Dataset entries:
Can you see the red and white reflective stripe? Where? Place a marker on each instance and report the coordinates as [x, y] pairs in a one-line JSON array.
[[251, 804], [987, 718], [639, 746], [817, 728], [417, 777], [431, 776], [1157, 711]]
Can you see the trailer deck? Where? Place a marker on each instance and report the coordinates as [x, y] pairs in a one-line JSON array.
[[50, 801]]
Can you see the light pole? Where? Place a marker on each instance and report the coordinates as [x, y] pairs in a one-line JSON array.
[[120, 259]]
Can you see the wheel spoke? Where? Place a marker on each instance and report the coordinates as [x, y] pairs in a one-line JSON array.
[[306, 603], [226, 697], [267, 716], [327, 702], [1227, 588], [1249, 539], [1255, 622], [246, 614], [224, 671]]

**INSTRUCTIONS TO FOLLOW**
Take the line holding "Can you see the wheel" and the lines after it through the end of the entries. Retype them exactly and add nothing.

**ANSWER FOR THE TASK**
Can you see the wheel spoke? Where? Place a marker on each instance and report the coordinates as [x, y] pairs in a one-line JSON array.
[[306, 603], [226, 697], [267, 716], [327, 702], [1227, 588], [1249, 539], [1255, 622], [246, 614], [224, 671]]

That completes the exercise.